Every line from the one with "TARGET = distant hill" through the end of the records below should be restated word for word, and nothing outside that span.

------------------------------------------------

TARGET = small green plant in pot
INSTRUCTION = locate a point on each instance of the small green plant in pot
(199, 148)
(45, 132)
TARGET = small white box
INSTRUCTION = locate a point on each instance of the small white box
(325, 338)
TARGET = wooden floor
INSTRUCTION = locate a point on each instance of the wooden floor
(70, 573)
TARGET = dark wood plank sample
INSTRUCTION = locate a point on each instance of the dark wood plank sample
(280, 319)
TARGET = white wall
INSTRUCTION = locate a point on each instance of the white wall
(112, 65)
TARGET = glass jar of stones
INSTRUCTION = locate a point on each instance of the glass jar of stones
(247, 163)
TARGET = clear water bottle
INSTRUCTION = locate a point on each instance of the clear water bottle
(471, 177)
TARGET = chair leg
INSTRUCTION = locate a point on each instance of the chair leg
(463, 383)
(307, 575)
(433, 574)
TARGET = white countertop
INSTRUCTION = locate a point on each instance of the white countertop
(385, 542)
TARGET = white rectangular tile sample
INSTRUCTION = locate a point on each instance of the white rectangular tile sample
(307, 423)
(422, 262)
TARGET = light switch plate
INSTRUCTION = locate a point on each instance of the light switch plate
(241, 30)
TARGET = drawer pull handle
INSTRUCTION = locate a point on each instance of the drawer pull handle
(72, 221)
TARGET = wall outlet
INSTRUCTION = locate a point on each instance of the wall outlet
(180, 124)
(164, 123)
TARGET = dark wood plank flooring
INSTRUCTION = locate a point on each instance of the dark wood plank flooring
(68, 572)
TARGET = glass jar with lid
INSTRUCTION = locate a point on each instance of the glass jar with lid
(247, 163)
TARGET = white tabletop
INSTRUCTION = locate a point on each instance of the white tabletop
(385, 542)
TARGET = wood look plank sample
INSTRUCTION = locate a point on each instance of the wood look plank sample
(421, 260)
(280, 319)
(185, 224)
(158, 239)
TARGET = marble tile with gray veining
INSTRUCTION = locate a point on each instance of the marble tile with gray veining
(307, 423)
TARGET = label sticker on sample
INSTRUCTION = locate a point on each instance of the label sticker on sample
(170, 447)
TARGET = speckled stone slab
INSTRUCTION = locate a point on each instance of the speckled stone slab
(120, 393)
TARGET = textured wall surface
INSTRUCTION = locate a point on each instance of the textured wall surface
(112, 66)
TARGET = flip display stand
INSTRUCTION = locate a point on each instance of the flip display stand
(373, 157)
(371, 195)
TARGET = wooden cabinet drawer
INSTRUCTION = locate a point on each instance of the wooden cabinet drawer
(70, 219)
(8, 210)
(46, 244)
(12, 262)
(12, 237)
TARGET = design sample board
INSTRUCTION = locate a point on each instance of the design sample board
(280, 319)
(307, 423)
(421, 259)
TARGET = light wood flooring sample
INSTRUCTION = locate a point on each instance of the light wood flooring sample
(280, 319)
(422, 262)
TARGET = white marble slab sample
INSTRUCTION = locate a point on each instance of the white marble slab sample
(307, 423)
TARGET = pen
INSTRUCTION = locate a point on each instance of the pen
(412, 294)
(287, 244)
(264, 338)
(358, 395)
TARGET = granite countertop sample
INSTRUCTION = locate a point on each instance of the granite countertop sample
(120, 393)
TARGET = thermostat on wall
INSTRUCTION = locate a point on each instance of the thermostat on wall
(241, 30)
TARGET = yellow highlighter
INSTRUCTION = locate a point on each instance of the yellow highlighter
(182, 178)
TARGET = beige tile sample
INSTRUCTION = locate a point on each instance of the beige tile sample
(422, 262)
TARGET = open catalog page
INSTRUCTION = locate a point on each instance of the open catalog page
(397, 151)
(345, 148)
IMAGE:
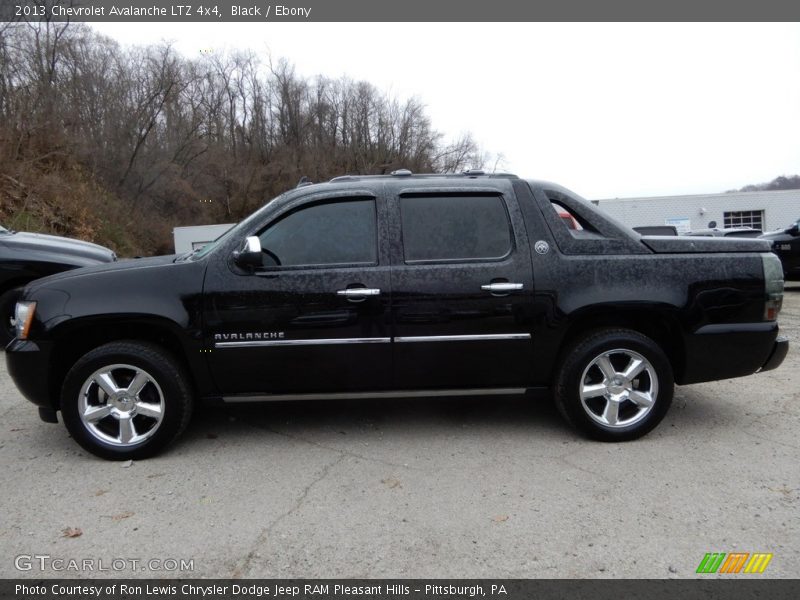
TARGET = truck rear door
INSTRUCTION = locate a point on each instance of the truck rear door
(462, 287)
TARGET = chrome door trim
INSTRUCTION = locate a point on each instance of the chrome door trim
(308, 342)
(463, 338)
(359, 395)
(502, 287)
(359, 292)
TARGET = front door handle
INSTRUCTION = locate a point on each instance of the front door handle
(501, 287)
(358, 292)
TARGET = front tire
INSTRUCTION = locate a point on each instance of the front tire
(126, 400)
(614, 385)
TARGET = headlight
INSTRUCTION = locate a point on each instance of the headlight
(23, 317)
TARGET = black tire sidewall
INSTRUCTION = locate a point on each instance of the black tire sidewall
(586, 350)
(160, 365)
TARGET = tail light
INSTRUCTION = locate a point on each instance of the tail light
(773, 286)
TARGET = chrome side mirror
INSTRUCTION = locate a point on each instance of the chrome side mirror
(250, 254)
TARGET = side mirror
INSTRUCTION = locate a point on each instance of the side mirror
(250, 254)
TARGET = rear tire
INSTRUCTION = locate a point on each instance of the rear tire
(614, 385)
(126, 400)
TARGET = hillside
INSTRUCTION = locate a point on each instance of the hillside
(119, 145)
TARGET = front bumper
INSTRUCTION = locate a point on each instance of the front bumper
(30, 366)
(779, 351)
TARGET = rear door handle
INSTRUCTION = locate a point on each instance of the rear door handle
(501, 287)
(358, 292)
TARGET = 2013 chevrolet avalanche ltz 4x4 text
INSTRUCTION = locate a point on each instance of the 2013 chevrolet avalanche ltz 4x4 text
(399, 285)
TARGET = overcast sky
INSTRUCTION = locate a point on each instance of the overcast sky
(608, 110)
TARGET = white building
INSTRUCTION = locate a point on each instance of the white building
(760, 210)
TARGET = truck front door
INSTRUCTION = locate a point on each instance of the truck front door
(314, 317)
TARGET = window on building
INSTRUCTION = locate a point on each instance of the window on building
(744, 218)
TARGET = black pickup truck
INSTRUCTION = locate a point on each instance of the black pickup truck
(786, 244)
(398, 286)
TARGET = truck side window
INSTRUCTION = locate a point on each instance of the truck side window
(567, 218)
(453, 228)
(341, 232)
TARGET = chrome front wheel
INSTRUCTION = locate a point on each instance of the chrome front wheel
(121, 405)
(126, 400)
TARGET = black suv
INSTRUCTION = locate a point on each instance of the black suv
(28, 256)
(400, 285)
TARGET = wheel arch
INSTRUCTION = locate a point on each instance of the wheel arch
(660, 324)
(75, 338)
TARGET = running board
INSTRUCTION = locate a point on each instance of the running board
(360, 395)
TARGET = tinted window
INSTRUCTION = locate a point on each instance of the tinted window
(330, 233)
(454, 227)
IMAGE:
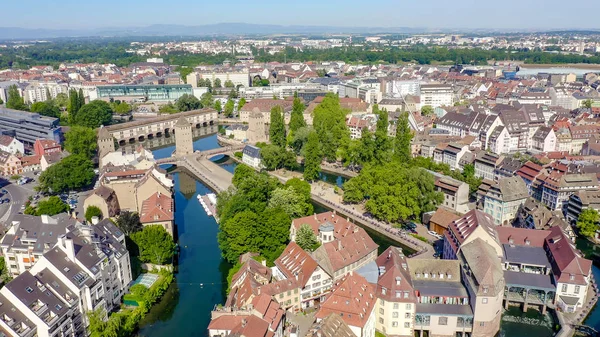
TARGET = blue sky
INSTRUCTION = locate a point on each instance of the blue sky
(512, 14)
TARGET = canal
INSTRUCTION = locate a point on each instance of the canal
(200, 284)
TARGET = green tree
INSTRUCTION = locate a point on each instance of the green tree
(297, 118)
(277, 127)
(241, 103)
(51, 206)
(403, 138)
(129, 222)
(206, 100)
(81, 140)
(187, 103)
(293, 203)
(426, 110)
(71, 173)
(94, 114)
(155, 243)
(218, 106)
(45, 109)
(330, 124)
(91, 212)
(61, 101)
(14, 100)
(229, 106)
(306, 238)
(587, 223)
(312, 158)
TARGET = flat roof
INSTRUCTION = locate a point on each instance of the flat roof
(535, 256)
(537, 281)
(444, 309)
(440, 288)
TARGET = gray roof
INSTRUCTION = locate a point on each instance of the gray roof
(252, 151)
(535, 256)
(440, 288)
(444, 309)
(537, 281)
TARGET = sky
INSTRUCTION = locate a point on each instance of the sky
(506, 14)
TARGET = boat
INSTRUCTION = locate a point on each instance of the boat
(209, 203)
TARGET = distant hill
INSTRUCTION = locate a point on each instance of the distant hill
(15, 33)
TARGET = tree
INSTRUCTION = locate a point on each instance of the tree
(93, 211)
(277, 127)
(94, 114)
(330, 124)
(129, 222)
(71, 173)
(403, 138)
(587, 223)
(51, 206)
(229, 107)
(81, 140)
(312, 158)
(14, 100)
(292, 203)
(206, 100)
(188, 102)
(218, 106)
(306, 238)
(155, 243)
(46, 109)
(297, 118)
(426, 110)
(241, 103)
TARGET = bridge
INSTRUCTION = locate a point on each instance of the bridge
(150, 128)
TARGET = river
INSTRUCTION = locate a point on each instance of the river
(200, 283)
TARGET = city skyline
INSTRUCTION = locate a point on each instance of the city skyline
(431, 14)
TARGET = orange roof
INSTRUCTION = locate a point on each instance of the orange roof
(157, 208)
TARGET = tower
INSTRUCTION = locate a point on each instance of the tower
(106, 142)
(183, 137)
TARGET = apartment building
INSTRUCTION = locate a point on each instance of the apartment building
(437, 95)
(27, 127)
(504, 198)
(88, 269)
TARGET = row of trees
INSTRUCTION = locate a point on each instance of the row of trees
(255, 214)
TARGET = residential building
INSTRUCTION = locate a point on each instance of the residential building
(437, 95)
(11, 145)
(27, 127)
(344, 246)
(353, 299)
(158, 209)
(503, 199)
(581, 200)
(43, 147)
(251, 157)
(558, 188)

------------------------------------------------

RESPONSE:
TARGET = distant hill
INSTRUCTION = locate a point on each instance of the distant hill
(15, 33)
TARGET = tree
INSTRUCTION = locate a point on each instance of the tree
(93, 211)
(277, 127)
(94, 114)
(330, 124)
(129, 222)
(71, 173)
(403, 138)
(587, 223)
(51, 206)
(229, 107)
(81, 140)
(312, 158)
(14, 100)
(292, 203)
(206, 100)
(188, 102)
(218, 106)
(306, 238)
(155, 243)
(46, 109)
(297, 118)
(426, 110)
(241, 103)
TARGET = bridge
INSTRUCTION = locate a point on each instance of the bridge
(150, 128)
TARGET = river
INSTRUCTION = locate a point on each instance of the river
(200, 283)
TARGET = city skyline
INSTRUCTION = locate a point on each instance of the city skyline
(431, 14)
TARGET = orange roof
INSTRUCTION = locate a point on each instance of the orange roof
(157, 208)
TARGET = tower
INSTRUCTION = locate a point on each instance of the tower
(106, 142)
(183, 137)
TARGET = apartment building
INSTRUCTION = locate a point on each instance of the apartment building
(437, 95)
(27, 127)
(504, 198)
(88, 269)
TARGET = row of trees
INSTRUCTION = locate a point on each instance of the row of trees
(255, 214)
TARGET = residential building
INSTRUCTION = locate a point on each instance of the residential building
(437, 95)
(11, 145)
(27, 127)
(344, 246)
(353, 299)
(158, 209)
(503, 199)
(581, 200)
(43, 147)
(251, 157)
(558, 188)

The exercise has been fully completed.